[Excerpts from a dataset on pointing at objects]
§

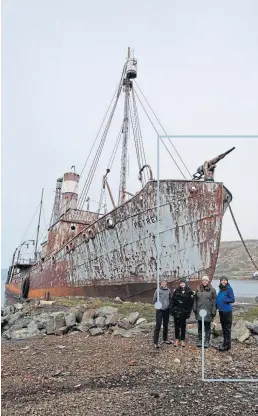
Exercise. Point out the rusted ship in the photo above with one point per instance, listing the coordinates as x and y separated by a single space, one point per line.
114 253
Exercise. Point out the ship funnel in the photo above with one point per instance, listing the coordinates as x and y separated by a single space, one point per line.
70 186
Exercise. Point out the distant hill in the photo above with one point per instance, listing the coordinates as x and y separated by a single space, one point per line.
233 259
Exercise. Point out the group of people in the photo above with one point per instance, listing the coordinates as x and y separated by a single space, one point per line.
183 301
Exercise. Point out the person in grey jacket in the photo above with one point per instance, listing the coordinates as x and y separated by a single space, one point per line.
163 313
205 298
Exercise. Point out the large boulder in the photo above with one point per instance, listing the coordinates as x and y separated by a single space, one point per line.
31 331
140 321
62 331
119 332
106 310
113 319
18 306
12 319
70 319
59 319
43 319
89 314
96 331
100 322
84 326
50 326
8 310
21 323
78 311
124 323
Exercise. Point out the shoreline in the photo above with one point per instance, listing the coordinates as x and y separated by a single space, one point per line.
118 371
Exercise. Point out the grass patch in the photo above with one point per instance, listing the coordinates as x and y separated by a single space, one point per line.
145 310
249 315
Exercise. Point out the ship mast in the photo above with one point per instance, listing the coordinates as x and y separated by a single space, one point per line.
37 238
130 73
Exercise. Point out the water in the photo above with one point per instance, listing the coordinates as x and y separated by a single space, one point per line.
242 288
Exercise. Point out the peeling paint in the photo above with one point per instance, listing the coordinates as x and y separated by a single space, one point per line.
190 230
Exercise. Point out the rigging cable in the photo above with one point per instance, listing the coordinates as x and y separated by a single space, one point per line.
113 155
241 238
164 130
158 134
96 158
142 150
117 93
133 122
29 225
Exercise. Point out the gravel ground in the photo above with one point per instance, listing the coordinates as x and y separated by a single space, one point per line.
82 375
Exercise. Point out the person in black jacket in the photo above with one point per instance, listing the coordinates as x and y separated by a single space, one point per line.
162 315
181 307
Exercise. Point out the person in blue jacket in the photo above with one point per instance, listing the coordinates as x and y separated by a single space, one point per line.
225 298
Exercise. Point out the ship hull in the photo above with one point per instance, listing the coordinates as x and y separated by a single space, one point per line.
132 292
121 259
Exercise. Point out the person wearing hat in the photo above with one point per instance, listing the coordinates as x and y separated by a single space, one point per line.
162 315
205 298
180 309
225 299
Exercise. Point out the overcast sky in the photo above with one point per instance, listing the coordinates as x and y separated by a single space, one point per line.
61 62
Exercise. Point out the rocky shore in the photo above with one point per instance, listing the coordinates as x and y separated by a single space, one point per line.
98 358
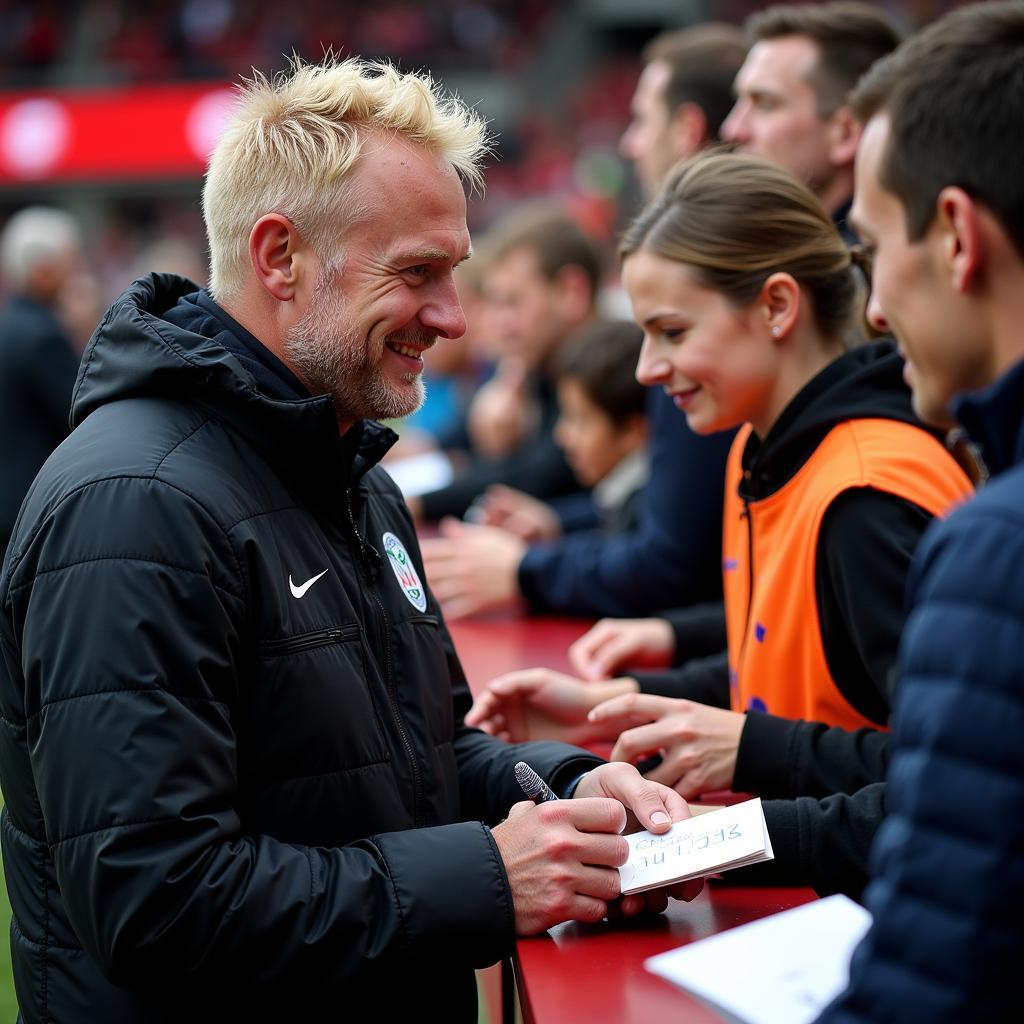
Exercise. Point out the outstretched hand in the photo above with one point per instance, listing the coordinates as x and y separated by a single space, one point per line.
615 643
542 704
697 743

§

TASK TO CARRY OUT >>
Reproduce all of the material above word for word, leaving out the pictures.

SOLUTION FOR THIS EXERCISE >>
Exercise. Point out the rusted ship in the photo above with one point per instance, listing the coordinates as x and y separated by a single space, one point per line.
114 253
Exercise. Point out the ship funnel in the photo above with one point per instance, listing the coordinates as x and y separated by a single space, one point per line.
70 186
Exercise. Point out the distant hill in the photo above with one point per instance, listing the coordinates as x and y separated by a single space, one point per line.
233 259
Exercise. Point out the group of people in the photo above with one point per instance, listing the coordinates as x and y separated by a single space, one point per line.
183 301
Exercise. Point out the person in grey jacket in the photo above with one point per instance, listing the coordinates as x and y separated by a single space, one point per line.
163 313
205 298
Exercise. Point out the large boulder in the photo above with one point per instance, listing the coordinates as x and y separated by a single space, one point per line.
31 331
140 321
62 331
119 332
106 310
113 319
18 306
12 319
70 319
59 319
43 319
89 314
96 331
100 322
84 326
50 326
8 310
21 323
78 311
124 323
Exercise. Point out the shoreline in the photo above with one point per instance, listing the coordinates as x and y separated by a single space, one point per line.
118 371
Exercise. Point out the grass patch in the photo above with one point per instance, listing the coordinates as x and y separated by a single space, one point per line.
145 310
249 315
Exercise. Point out the ship mast in the photo above with one point per instance, listing the coordinates as x and y separated by a single space, one point per line.
37 238
130 73
Exercise. Point out the water in the photo above with one point per instance, listing the coordinates as x and y separated by a single space, one point per line.
242 288
Exercise. Point out the peeling paint in the photo above with one point per instance, listing the coordinates as x and y separated by a single space, one point per line.
190 230
Exercise. Point out the rigging cable in the photo above with one point per instance, listing the coordinates as x and y separated by a single space, one point per line.
113 155
241 238
164 130
158 134
96 158
142 150
117 93
133 122
29 225
Exercise. Point out the gravel ground in the photo above with one point per instance, listing the coordinates as x and y separated by a single space, one point per line.
82 375
Exercise. Point out the person in black jacket in the photo above with one point per instance, listing the coordinates as x and y separated by a single space, one point per line.
162 315
181 307
Exercise. Point out the person in blue jacket in the photo above with one point per instance, listing the coordinates as x and y separated by a single space, one point per line.
225 298
Exercise. Point out the ship hull in the photo above with one point per instance, listing the coordinates as x and y separated by a single space, one point per line.
132 292
121 259
Exercise. Point out the person wearing hat in the photo above with one point per instance, listing the coordinates as x and y separated by a single space, one point per line.
162 315
205 298
180 309
225 299
Exercise. Point out the overcast sky in the photo above with one point per instance, listing the coordinates as x and y separated by a single space, one point per line.
61 62
Exercise. Point out the rocky shore in the photo above with one point per instance, listing the coordinates as x and y separated by a single space, one point per line.
98 358
Exercise. Point out the outstretched hand in the photo above with one point per instance, listing the coordinates as x and y separated by a single space, one point per line.
615 643
542 704
697 743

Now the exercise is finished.